Cathedrals of calm—Nova Scotia’s wilderness is worth the fight

A tiny stream slips down the mountain. It runs low and whisks waterfalls over mounds of moss. Veils of leaves drape its edges, turning adjacent rock walls into feathery tombs. It feels ancient. Enchanting. An emerald oasis on high.
I stopped there last August, on the Acadian Trail atop Cape Breton Highlands—sheltered then from what lay below. Resting, for a moment, in the glow.
In this province, we’ve seen worthy fights for these kinds of forests or smaller windows of wild. Many care deeply about our woods, our wildlife, our water—still threatened by those who don’t.
Last year, in an encouraging show of support, scores of outraged residents actively opposed development near a beloved Halifax sanctuary with a long name. Places like the Blue Mountain Birch Cove Lakes wilderness (the proposed site of a regional park, just west of Halifax) area promise relaxation, adventure, fun.
They hold important ecosystems, sweeping views, memories. But why beloved?
Maybe it’s also about things less tangible, more personal. Places to go when there’s nothing else we can do. When my father and mother were sick, I sometimes walked in wilderness. When they died, last May and July, I went back to the woods.
Silence and scenery help when people you love can’t speak or understand. Watch swallows feed their babies on Cole Harbour Salt Marsh Trail and you can forget for a little while.
Climb hills over Musquodoboit Valley and the colour green quiets the mind.
Walk or canoe through Birch Cove and you can stop, and stay, in the middle of a moment.
That’s what people crave: places to think, or stop thinking, in times of loss or chaos, confusion, or constant conversation. That’s worth a fight.
I’ve found cathedrals of calm on granite cliffs, salty marshes, windswept mountains, where coyotes howl or moose come calling. On rocks in the middle of rapids. In alcoves. And oceans.
Other images sometimes intrude. Butterfly tubes and hospital rooms. Shallow breaths and goodbyes.
But I go to a yellow butterfly with a pastel eye. I saw it one day on a purple flower. I picture a broken tree in an empty field. I passed it one day on the way to Economy Falls.
I remember tie-dyed skies over Cape Breton cliffs. The smell of juniper along Gaff Point Trail. The way Ban Falls sweeps over giant, centuries-old trees with never-ending roots. And Long Island’s mysterious Balancing Rock, which tips out into the ocean, but hangs on.
Little pictures often rise up: irises shooting from rocks at Taylor Head Provincial Park, a hawk brushing Cape Split’s tip, a turtle swimming and crawling up Dartmouth lakes each spring to lay her eggs.
Fragments of moments stand still: a bee over honeysuckles at dusk, an eagle on ice.
And whole days linger. In the mountains by a stream, in Halifax by a lake, one of many winding through Birch Cove’s woods and islands and outcrops, a still, secluded place in the heart of Halifax.
I went back there a few weeks after my father died, which turned out to be a few weeks before my mother followed.
I remember heat and haze and lanes of lady slippers, veins alight under the summer sun. I remember mayflowers and giant mushrooms and parades of pine cones, painted brown against a baby blue sky. I remember a smiley face carved into a fallen tree. A woman by the water.
I sat on a platform of rock, looked down on a lake, smelled earth on the air. A mother, with her ducklings, sailed past. Then disappeared on wisps of wind.

__LISTED RECORDS__:
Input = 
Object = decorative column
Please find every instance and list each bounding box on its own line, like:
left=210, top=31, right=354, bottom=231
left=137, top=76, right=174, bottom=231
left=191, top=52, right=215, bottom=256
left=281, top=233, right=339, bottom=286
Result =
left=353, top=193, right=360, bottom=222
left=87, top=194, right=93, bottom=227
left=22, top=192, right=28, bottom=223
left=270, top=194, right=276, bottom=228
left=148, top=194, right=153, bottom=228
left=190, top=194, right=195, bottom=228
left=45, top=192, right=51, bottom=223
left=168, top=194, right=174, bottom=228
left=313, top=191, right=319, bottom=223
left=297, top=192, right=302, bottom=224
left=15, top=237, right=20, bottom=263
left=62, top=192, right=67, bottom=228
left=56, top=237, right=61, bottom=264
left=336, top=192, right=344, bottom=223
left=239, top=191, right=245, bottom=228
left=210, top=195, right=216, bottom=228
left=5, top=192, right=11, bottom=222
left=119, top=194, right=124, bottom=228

__WORK ORDER__: Write out the part of the Nova Scotia wilderness essay between "Walk or canoe" and "breaths and goodbyes.", inclusive, keeping every word the same. The records have no connection to the Nova Scotia wilderness essay.

__OUTPUT BELOW__:
Walk or canoe through Birch Cove and you can stop, and stay, in the middle of a moment.
That’s what people crave: places to think, or stop thinking, in times of loss or chaos, confusion, or constant conversation. That’s worth a fight.
I’ve found cathedrals of calm on granite cliffs, salty marshes, windswept mountains, where coyotes howl or moose come calling. On rocks in the middle of rapids. In alcoves. And oceans.
Other images sometimes intrude. Butterfly tubes and hospital rooms. Shallow breaths and goodbyes.